-- WORK INSTRUCTIONS --
In the data that follows, find the line containing "Practice. For this step, pick out the baby"; then quote that line and every line after it, exactly, through the last one.

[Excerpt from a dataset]

>> START

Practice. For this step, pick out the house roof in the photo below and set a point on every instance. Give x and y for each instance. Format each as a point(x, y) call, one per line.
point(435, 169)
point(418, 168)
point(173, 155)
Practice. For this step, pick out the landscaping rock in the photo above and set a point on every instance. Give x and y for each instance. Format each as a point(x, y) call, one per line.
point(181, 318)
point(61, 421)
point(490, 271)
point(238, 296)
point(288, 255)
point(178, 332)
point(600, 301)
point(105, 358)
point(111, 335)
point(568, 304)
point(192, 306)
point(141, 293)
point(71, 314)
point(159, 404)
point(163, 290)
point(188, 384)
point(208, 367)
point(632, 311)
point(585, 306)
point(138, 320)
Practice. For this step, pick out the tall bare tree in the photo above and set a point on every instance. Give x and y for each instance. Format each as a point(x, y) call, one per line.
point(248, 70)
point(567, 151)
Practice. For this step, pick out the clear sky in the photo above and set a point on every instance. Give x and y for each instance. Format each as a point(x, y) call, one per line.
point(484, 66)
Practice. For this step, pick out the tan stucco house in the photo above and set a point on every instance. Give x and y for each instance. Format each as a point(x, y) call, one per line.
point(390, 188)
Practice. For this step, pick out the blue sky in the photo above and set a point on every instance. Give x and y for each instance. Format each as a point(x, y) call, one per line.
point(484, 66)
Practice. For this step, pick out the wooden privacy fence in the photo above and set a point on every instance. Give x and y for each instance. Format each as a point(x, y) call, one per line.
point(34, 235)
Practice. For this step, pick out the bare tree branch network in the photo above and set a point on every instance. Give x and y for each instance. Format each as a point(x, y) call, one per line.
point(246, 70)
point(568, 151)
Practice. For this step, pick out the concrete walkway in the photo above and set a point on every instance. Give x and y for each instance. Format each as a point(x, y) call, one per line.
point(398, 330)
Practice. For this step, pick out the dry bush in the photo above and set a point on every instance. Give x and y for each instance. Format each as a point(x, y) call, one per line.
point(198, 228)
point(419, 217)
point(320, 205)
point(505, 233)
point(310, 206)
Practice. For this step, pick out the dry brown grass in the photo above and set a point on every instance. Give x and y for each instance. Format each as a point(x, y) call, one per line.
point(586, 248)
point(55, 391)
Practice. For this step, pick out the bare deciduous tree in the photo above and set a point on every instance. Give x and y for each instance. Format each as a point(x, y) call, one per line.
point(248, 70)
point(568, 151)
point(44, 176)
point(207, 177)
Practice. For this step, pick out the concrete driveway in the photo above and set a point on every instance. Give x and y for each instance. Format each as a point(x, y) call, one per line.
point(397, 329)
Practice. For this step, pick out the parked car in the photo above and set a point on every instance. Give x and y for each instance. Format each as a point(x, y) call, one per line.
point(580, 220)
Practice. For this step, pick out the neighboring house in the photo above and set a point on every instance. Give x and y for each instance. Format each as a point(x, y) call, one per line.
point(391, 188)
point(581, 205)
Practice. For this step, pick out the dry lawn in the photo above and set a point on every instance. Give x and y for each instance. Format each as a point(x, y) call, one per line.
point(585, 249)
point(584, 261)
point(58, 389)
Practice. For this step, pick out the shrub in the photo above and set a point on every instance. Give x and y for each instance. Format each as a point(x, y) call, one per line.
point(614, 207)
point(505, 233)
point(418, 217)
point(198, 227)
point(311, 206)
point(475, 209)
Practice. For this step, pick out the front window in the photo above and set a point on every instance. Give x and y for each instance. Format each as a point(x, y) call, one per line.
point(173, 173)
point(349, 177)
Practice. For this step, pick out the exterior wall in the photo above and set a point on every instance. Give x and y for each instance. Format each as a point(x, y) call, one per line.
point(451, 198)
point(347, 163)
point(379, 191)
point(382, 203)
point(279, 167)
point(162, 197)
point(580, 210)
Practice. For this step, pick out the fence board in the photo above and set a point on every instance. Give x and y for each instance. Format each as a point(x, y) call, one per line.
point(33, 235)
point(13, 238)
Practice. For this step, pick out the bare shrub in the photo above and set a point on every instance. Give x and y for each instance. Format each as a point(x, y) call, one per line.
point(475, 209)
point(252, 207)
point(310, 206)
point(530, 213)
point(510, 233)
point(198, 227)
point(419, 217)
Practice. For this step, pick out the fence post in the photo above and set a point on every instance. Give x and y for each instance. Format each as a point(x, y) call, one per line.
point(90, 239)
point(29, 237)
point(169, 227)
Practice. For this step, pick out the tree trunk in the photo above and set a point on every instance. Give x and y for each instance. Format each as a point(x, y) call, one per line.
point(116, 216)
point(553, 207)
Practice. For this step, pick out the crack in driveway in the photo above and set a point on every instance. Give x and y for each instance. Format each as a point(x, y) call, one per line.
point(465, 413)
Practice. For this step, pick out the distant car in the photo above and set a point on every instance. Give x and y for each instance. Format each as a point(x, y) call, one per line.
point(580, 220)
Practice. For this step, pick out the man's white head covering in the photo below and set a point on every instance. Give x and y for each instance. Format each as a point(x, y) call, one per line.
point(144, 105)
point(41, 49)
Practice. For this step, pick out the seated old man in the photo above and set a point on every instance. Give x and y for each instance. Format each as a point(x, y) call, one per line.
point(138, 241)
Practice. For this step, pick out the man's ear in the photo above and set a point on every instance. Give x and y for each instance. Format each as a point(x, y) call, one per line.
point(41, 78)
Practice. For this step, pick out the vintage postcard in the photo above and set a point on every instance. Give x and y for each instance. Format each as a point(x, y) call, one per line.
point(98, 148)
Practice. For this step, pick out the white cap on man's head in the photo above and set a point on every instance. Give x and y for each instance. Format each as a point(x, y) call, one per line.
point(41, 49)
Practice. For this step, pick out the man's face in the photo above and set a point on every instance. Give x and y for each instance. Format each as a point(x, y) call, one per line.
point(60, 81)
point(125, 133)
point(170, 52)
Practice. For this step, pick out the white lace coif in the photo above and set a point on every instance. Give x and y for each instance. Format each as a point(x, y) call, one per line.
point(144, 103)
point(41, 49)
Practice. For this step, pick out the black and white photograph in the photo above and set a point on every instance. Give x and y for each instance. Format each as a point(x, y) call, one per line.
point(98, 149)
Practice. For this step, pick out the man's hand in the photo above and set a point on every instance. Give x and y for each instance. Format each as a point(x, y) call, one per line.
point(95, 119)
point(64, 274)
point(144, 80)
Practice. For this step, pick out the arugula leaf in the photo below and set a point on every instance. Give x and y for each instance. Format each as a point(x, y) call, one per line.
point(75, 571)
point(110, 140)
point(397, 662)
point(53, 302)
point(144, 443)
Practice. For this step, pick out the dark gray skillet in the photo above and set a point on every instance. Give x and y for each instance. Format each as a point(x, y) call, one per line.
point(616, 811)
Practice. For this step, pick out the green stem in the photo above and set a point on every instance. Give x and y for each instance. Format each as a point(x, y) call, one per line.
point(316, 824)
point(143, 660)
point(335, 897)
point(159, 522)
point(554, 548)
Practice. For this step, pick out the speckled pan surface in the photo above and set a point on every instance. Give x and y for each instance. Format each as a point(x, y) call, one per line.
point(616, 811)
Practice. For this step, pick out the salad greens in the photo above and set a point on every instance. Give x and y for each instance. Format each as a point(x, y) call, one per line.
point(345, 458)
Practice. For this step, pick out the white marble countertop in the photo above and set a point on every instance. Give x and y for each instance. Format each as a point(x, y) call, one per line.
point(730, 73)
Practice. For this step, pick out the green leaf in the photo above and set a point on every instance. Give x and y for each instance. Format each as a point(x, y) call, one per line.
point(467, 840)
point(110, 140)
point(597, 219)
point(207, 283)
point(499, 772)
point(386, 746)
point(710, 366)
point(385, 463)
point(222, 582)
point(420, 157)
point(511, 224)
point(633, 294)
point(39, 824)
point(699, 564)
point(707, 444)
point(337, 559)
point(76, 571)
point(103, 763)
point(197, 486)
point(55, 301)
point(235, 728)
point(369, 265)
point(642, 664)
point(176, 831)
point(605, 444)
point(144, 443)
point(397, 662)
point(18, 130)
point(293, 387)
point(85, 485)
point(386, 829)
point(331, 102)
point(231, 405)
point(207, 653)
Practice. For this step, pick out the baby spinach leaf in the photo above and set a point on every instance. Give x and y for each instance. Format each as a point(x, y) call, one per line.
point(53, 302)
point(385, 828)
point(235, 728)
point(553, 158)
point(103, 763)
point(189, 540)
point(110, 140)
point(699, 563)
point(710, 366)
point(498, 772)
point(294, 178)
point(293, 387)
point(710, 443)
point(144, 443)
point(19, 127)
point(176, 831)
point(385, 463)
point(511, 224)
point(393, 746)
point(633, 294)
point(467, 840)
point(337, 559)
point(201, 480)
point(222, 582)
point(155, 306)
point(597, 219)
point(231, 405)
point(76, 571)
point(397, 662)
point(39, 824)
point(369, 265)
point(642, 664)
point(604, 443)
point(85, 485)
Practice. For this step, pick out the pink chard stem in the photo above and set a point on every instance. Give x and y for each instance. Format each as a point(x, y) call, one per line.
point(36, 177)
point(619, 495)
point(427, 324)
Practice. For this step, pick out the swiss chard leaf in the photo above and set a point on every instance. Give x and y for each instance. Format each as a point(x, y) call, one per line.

>> END

-- TASK RESPONSE --
Practice. For this step, pick out the baby spinach leaf in the photo above and set a point on every instance. Give x and y for each instance. Format each as a point(x, y) call, one per line.
point(53, 302)
point(385, 828)
point(235, 728)
point(553, 158)
point(103, 763)
point(189, 540)
point(110, 140)
point(699, 563)
point(710, 366)
point(498, 772)
point(294, 178)
point(293, 387)
point(710, 443)
point(144, 443)
point(19, 127)
point(176, 831)
point(385, 463)
point(511, 224)
point(393, 746)
point(633, 294)
point(467, 840)
point(337, 559)
point(201, 480)
point(222, 582)
point(155, 306)
point(597, 219)
point(231, 405)
point(76, 571)
point(397, 662)
point(39, 824)
point(369, 265)
point(642, 664)
point(604, 443)
point(85, 485)
Practice. For this step, pick out the pink chard stem in the photo above and set a point on every instance. Give x and y for each instance. Format each as a point(x, y) call, one per line.
point(36, 177)
point(619, 495)
point(427, 324)
Practice. For this step, pick out the swiss chard leaf in the photo above and set a point on every instance. Give x and y for each instance. Format each as a point(x, y) call, one per line.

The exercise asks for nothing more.